MATERI
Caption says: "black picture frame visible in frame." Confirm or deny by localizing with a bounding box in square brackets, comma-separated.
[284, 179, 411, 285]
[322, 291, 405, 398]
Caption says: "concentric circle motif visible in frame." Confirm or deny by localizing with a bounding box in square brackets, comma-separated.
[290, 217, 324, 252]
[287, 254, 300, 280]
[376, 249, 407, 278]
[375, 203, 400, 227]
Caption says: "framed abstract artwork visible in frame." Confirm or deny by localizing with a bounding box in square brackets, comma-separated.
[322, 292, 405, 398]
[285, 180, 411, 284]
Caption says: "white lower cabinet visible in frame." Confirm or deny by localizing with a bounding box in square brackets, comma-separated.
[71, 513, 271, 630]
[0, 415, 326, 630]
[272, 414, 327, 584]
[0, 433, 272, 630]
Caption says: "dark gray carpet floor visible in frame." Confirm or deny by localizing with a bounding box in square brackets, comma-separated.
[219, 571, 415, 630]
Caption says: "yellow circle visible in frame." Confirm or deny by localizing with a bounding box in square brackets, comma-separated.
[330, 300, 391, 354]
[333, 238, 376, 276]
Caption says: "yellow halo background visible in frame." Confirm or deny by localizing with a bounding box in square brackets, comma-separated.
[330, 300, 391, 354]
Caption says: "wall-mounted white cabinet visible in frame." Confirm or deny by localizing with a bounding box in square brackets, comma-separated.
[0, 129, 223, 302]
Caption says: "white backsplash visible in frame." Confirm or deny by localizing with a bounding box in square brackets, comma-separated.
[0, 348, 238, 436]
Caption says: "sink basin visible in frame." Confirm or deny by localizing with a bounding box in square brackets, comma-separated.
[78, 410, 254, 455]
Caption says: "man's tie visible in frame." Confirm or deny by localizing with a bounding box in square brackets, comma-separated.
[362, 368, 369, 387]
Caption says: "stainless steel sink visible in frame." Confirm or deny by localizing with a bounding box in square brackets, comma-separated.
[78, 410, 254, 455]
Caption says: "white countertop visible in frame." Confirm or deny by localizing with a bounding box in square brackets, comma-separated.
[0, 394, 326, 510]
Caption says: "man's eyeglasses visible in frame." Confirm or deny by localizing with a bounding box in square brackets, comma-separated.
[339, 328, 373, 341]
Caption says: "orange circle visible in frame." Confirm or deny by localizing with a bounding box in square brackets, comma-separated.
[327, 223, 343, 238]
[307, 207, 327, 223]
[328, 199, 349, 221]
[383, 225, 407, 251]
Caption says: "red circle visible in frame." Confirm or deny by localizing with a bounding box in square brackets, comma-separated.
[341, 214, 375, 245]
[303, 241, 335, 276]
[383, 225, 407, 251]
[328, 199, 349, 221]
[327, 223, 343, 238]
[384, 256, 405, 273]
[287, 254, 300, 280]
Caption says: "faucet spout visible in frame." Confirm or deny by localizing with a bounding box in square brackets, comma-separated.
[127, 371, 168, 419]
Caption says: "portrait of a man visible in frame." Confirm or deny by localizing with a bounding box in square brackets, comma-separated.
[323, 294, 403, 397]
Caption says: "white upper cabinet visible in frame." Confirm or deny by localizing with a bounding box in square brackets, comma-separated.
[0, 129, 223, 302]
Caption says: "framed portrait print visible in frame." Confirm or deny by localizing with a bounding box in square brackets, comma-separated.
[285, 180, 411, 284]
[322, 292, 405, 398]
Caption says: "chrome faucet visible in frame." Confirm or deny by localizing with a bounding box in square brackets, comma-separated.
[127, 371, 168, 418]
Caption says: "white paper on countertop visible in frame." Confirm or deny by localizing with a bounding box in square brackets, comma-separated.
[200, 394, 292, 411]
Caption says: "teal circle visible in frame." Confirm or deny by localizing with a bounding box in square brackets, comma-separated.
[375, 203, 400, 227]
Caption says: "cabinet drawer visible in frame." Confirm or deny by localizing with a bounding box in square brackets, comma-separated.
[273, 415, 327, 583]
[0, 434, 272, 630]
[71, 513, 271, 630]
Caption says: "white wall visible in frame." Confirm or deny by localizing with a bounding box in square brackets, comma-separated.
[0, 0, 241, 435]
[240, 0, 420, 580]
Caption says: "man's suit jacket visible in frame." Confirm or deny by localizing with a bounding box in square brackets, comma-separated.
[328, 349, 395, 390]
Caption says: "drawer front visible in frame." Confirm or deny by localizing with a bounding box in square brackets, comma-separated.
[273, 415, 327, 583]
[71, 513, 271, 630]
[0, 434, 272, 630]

YANG DIMINTA
Kembalikan bagian materi di atas tanpa perubahan, mulai dari baris pertama materi hingga baris yang memuat "[333, 238, 376, 276]". Kedua ujungnya ikut disertakan.

JAWABAN TUGAS
Caption says: "black picture frame visible in frame." Confirm or deny by localizing with a bounding box in square brackets, comma-separated.
[284, 179, 411, 285]
[322, 291, 405, 398]
Caption says: "concentric circle motif visible in frame." Confirm or deny by localizing with a bounding box in square brackets, comma-separated.
[290, 217, 324, 252]
[287, 254, 300, 280]
[376, 249, 407, 278]
[375, 203, 400, 227]
Caption says: "framed abstract artwork visible in frame." Confirm or deny by localizing with a bounding box in square brackets, comma-separated.
[322, 292, 405, 398]
[285, 180, 411, 284]
Caption says: "white lower cabinet visible in frame." Confirm or deny by localizing with a bounding box in square brackets, comma-separated.
[71, 513, 271, 630]
[0, 415, 326, 630]
[272, 414, 327, 584]
[0, 433, 272, 630]
Caption says: "dark gray carpet floor visible in frame." Confirm or deny by localizing with a bounding box in square brackets, comma-separated.
[219, 571, 415, 630]
Caption says: "yellow circle visible in frame." Confirm or deny by localizing with a bounding box in square brackets, comma-separated.
[330, 300, 391, 354]
[333, 238, 376, 276]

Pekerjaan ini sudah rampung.